§ **Required work**
**a.** In the Talladega County health grant article below, copy everything from "The Sylacauga Alliance" down to "director of SAFE.".
**b.** According to the article below on the Talladega County health grant, how many grants were ultimately funded nationwide?
**c.** Continue the news article below about the Talladega County health grant from the point where it stops.
[Opening Excerpt provided section]
SYLACAUGA – Improving access to health care in a rural area with a high obesity rate is the goal of a $900,000 federal grant announced Monday in Talladega County.
The Sylacauga Alliance for Family Enhancement applied for the grant, which will provide $300,000 per year for three years for a program called Get Healthy Talladega County – Mind, Body and Spirit.
“When we considered applying for funds, we were discouraged from applying because it was so competitive. They were going to provide 15 grants nationwide,” said Margaret Morton, executive director of SAFE.
Not only did Talladega County receive the funding, but ultimately only 11 grants were funded nationwide, Morton said.
In a fact sheet about the program, Morton explained, “The needs are now, the needs are real and the needs are significant in Talladega County, Alabama. This rural county of 82,291 residents reports that 32.8 percent of the adult population is obese in a state (33%) that sadly ranks fifth in the nation for adult obesity and sixth in the nation for childhood obesity.”
The state is also fourth in the nation for the percent of adults with diabetes, and Talladega County ranks considerably higher than the state and nation in the rate of death from heart disease.
“As in many rural communities, healthy foods are scarce, as is access to full-service grocery stores and recreational facilities,” the fact sheet said. “Fast food restaurants are flourishing even in an economy that reports a rising 6.5 percent unemployment rate.”
The fact sheet also points to Alabama’s restrictive Medicaid income limits; an aging county population in which 40 percent are at or below the 200 percent poverty mark; and below-average literacy rates.
“We’re addressing Talladega County’s needs to strengthen access to health care,” Morton said. “We’re going to be able to work together to improve solutions in our part of the world.”
Morton said the program will attack health care access issues with a four-pronged approach: community and school wellness, transitions in care, the aging and disability community, and communication.
[Closing Excerpt provided section]
[Opening Raw data section]
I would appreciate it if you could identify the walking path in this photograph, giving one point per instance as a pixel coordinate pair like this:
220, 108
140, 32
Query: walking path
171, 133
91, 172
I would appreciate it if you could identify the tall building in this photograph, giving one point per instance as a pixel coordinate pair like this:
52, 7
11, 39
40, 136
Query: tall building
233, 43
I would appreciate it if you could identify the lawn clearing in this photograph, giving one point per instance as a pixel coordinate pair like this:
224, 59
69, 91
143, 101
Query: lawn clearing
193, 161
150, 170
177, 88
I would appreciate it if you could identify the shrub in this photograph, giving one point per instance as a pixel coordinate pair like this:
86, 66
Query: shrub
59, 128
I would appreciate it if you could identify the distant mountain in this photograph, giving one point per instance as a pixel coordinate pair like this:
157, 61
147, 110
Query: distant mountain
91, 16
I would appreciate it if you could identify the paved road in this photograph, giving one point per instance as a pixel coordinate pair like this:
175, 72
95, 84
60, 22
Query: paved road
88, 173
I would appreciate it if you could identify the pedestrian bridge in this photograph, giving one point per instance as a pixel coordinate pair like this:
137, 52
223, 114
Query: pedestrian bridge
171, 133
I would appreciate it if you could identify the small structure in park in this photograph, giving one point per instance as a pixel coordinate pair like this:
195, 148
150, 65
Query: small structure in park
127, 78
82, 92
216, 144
[Closing Raw data section]
§ **Answer section**
**a.**
The Sylacauga Alliance for Family Enhancement applied for the grant, which will provide $300,000 per year for three years for a program called Get Healthy Talladega County – Mind, Body and Spirit.
“When we considered applying for funds, we were discouraged from applying because it was so competitive. They were going to provide 15 grants nationwide,” said Margaret Morton, executive director of SAFE.

**b.** Only 11 grants were ultimately funded nationwide.

**c.**
Primary partners and community stakeholders include Coosa Valley Medical Center, Citizens Baptist Medical Center, Sylacauga City Schools, Talladega City Schools, Talladega County Schools, East Alabama Planning and Development Commission, SAFE, Auburn University Montgomery and the University of Alabama Birmingham.
Representatives from those entities gathered Monday afternoon at SAFE to hear Morton announce the grant and to work on the framework of a strategic plan for how the program will operate.
Morton said the community leaders would be divided into four vertical teams, each of which would address the four prongs of the program, creating a spiraling process which would integrate each participant’s input as solutions to the county’s health care access problems are found.
She pointed out that SAFE is the sponsoring organization, but the community leaders will drive the direction of the program.
“This is a wonderful opportunity for us,” Morton said. “They awarded 11 grants, and it’s phenomenal that we’re in that top group. We’ve been working together since 1999, coming together around issues of access to health care. The landscape is constantly changing,” she said.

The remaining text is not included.